- AUFGABE -
Schreib die Einträge unten von der Zeile mit „point: ski tail“ bis zur Zeile mit „column 392, row 152“ noch einmal ab und ersetze dabei „blue ski boot“ durch „blue snow boot“, ohne sonst etwas zu ändern. Lass die Bilder in deiner Antwort weg.

<<<<

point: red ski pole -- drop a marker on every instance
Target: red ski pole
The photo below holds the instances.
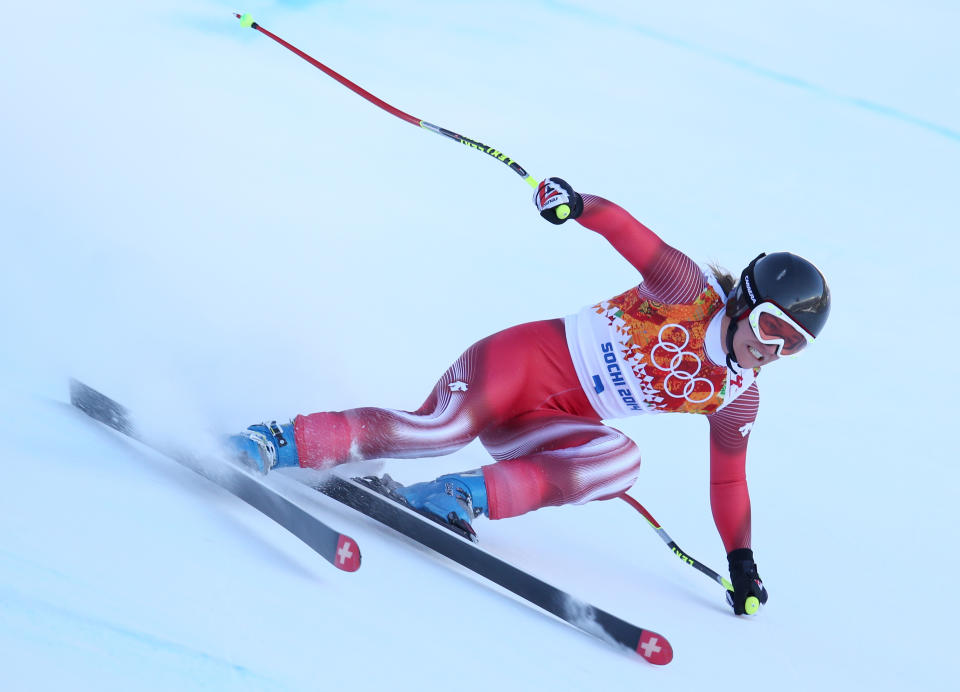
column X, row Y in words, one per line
column 247, row 21
column 752, row 604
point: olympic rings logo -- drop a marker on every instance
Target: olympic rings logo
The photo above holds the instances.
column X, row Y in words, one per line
column 690, row 379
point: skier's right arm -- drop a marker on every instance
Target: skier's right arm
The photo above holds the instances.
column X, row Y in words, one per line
column 639, row 245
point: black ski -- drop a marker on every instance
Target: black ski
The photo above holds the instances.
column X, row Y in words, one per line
column 368, row 495
column 338, row 549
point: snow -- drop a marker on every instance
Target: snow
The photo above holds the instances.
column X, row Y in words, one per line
column 209, row 230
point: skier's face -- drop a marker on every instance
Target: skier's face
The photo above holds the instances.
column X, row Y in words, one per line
column 749, row 351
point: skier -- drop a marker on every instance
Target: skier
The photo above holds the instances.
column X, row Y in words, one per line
column 686, row 340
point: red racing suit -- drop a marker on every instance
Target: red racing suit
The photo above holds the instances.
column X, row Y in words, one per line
column 536, row 394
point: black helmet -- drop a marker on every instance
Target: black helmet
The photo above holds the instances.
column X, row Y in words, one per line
column 790, row 282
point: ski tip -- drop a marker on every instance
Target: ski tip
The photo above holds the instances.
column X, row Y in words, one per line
column 655, row 648
column 347, row 556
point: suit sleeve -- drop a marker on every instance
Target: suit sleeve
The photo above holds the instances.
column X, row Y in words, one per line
column 666, row 271
column 729, row 498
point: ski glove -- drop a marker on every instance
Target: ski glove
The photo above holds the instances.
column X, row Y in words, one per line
column 556, row 201
column 748, row 593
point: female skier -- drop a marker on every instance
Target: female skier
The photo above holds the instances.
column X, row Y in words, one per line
column 686, row 340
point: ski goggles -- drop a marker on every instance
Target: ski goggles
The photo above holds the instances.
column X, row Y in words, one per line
column 771, row 325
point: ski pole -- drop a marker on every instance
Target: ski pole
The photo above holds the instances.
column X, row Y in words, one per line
column 752, row 604
column 247, row 21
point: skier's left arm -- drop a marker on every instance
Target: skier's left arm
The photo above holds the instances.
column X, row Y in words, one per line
column 729, row 497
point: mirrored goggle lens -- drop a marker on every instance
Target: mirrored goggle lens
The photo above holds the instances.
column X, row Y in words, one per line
column 772, row 329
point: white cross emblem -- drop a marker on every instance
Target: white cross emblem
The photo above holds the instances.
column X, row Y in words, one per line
column 344, row 553
column 650, row 647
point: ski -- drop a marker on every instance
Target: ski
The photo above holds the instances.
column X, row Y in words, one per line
column 368, row 495
column 338, row 549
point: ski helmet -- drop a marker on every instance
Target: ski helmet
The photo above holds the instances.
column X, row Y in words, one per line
column 787, row 281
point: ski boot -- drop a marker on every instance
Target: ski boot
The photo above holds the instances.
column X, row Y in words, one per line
column 265, row 446
column 454, row 499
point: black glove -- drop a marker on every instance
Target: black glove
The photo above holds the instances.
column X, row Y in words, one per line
column 556, row 201
column 748, row 593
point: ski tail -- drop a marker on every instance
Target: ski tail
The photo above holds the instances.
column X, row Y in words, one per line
column 337, row 548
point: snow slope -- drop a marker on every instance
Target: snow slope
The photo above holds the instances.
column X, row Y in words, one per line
column 211, row 231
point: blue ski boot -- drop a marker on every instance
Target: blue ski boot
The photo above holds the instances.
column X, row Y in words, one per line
column 265, row 446
column 453, row 499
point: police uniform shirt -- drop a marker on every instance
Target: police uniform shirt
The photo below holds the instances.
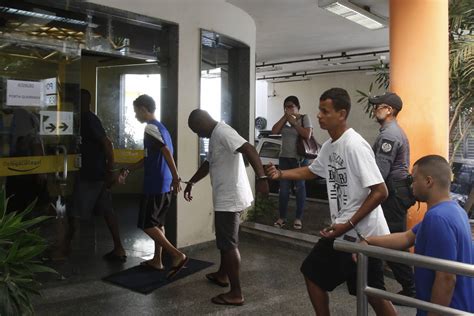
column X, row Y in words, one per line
column 392, row 152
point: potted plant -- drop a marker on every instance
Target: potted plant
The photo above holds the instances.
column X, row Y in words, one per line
column 20, row 246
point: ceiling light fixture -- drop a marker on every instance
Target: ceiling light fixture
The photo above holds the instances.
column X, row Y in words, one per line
column 353, row 13
column 268, row 68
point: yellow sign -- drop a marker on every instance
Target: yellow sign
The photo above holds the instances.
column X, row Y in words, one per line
column 15, row 166
column 127, row 155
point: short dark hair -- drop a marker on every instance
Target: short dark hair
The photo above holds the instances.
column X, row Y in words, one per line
column 85, row 97
column 340, row 99
column 145, row 101
column 436, row 167
column 293, row 99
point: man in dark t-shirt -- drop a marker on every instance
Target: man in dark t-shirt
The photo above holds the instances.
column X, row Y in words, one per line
column 92, row 188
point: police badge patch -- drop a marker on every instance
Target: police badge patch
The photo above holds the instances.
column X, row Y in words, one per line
column 386, row 147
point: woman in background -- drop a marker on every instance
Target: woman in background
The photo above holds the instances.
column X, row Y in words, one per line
column 290, row 126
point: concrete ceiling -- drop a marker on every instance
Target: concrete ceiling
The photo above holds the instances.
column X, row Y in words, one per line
column 299, row 29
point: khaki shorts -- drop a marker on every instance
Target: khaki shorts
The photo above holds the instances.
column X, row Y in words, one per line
column 227, row 230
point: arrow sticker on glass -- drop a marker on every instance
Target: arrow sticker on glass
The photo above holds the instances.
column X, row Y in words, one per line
column 56, row 123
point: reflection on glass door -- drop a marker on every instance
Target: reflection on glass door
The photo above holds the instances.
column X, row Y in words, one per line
column 117, row 87
column 39, row 91
column 133, row 86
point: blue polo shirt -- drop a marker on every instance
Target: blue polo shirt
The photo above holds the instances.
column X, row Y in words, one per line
column 157, row 175
column 445, row 233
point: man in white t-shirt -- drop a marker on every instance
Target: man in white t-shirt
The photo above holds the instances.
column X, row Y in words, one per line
column 231, row 194
column 355, row 190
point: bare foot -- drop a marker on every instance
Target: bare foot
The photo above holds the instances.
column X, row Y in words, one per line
column 218, row 279
column 228, row 299
column 157, row 265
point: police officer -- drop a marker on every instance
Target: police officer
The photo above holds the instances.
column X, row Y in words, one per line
column 392, row 154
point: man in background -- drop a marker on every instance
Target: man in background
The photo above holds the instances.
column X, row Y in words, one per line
column 392, row 154
column 444, row 233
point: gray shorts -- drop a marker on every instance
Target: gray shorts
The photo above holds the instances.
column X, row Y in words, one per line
column 227, row 230
column 91, row 198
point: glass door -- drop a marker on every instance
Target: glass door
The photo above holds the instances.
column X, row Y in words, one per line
column 39, row 104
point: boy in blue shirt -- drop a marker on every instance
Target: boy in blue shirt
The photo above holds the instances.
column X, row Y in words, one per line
column 160, row 180
column 444, row 233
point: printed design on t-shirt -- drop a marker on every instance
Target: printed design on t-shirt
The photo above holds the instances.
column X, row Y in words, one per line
column 386, row 147
column 337, row 182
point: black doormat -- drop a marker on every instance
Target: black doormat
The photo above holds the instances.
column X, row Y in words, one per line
column 145, row 280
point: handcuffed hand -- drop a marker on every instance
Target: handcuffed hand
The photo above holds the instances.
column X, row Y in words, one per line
column 272, row 172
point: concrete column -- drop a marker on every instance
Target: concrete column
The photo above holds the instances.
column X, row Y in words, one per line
column 419, row 73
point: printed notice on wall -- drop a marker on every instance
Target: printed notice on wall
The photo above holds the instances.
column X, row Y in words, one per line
column 56, row 123
column 23, row 93
column 31, row 93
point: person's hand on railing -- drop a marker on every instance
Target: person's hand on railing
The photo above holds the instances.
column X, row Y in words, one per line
column 354, row 255
column 335, row 230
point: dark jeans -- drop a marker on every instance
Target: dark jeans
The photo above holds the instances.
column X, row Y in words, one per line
column 285, row 188
column 396, row 217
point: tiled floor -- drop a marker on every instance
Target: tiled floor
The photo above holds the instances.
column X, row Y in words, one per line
column 271, row 281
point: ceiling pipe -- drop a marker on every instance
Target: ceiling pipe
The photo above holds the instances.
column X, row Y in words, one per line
column 322, row 57
column 305, row 74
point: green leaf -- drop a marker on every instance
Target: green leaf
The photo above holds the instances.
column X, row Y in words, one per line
column 38, row 268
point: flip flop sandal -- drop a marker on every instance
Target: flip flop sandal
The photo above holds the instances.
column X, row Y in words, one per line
column 112, row 257
column 174, row 270
column 298, row 225
column 221, row 300
column 147, row 264
column 278, row 224
column 214, row 280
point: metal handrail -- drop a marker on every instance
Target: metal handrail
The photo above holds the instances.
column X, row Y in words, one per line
column 364, row 251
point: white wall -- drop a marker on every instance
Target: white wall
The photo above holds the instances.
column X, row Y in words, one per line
column 195, row 219
column 308, row 92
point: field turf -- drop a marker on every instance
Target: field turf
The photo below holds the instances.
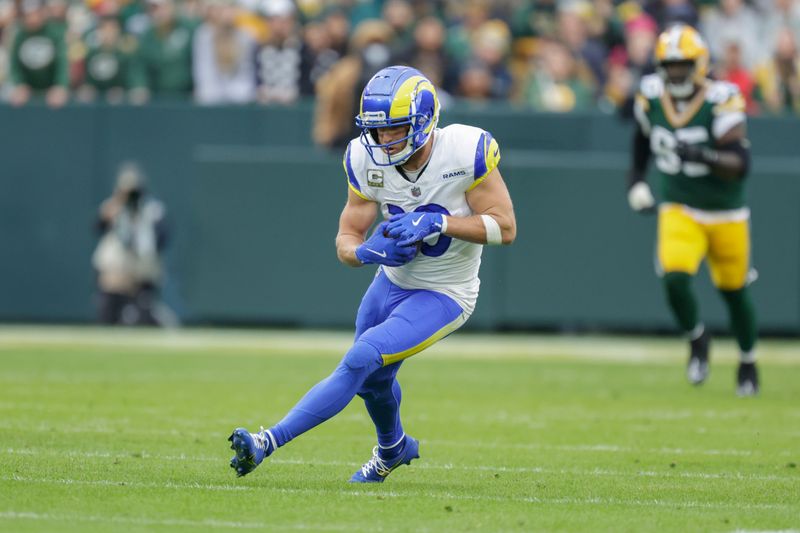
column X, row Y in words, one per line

>>>>

- LÖSUNG -
point: ski tail -- drop a marker on every instance
Target: ski tail
The photo above holds the instances.
column X, row Y in words, one per line
column 337, row 548
point: snow slope -- drop a marker on every instance
Target: snow slope
The photo above holds the instances.
column X, row Y in words, one per line
column 211, row 231
point: blue snow boot -- drop a marker on every instance
Target: blue snow boot
The photo above holds the instances.
column X, row Y in words, one per line
column 265, row 446
column 453, row 499
point: police uniform shirt -- drop a marker on every instance
Target: police uniform shirt
The photo below holds the instances.
column X, row Y in words, one per line
column 392, row 152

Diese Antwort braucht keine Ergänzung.